Reading passage:
Talking with Little Me
Honestly, I don’t know what normal eight-year-old children are supposed to think. Little me was probably more contemplative and thought-driven than average. Little me was entertained simply by being left alone, in the backseat of her father’s truck. She daydreamed about designing clothes, building homes, earning scholarships, and becoming a city leader. She thought about life because she feared death. She often felt as though she was barely escaping death, or perhaps she was hiding from it. Expired. Living beyond her intended time.
When I was eight-years-old, Little me cried herself to sleep on so many nights. Little me said prayers. Long, thought-out prayers, seeking redemption or release from constant struggle and slavery. Long before I contemplated arguing in courtrooms or in front of general assemblies, I debated my own deservings with God. I pleaded to go to sleep and wake up in a new, better life. I asked, in the alternative, to be adopted by a loving, beautiful, wealthy family that could pay for Little me to take piano lessons. Little me thought about the word, “justice,” what justice would like in her life. Little me was also totally terrified of contemplating a single bad thought about her captor. Little me’s final plea with God was to receive death rather than wake up without some very serious modification to her current condition.

What the exercise asks:
Extract the stretch of the "Talking with Little Me" passage from "Talking with Little" through "her intended time.", copying it word for word.

The data:
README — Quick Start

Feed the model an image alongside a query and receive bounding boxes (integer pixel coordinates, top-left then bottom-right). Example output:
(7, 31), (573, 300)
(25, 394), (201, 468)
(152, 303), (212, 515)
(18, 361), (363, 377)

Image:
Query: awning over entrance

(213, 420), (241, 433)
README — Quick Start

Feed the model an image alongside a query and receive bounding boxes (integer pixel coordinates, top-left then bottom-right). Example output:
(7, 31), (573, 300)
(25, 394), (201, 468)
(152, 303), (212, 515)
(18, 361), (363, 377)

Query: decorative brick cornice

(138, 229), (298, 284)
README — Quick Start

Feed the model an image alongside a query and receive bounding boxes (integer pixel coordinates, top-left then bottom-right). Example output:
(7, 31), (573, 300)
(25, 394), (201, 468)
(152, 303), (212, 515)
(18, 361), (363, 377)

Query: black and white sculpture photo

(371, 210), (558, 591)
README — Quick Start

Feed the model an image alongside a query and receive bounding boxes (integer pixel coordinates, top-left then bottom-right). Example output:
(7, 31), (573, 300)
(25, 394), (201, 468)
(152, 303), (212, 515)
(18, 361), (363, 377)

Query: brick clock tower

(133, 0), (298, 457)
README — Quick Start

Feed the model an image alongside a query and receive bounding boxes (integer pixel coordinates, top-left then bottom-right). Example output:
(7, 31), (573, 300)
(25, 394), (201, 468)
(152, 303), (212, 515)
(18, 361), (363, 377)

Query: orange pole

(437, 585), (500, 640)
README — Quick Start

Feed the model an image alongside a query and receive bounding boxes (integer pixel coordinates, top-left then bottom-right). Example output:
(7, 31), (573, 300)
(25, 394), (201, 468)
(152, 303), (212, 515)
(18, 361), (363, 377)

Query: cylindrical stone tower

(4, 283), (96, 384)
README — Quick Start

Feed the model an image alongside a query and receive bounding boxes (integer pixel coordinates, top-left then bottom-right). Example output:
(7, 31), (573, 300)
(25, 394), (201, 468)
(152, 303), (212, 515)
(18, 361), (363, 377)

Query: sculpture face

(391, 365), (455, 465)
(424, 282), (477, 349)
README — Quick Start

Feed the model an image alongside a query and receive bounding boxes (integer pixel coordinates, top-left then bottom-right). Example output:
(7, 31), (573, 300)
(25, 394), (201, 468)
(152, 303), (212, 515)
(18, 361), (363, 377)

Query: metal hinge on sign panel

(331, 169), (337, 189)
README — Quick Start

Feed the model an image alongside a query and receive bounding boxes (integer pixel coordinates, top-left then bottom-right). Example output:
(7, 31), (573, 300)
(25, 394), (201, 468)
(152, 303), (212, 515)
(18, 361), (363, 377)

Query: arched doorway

Output for this task:
Talking with Little Me
Honestly, I don’t know what normal eight-year-old children are supposed to think. Little me was probably more contemplative and thought-driven than average. Little me was entertained simply by being left alone, in the backseat of her father’s truck. She daydreamed about designing clothes, building homes, earning scholarships, and becoming a city leader. She thought about life because she feared death. She often felt as though she was barely escaping death, or perhaps she was hiding from it. Expired. Living beyond her intended time.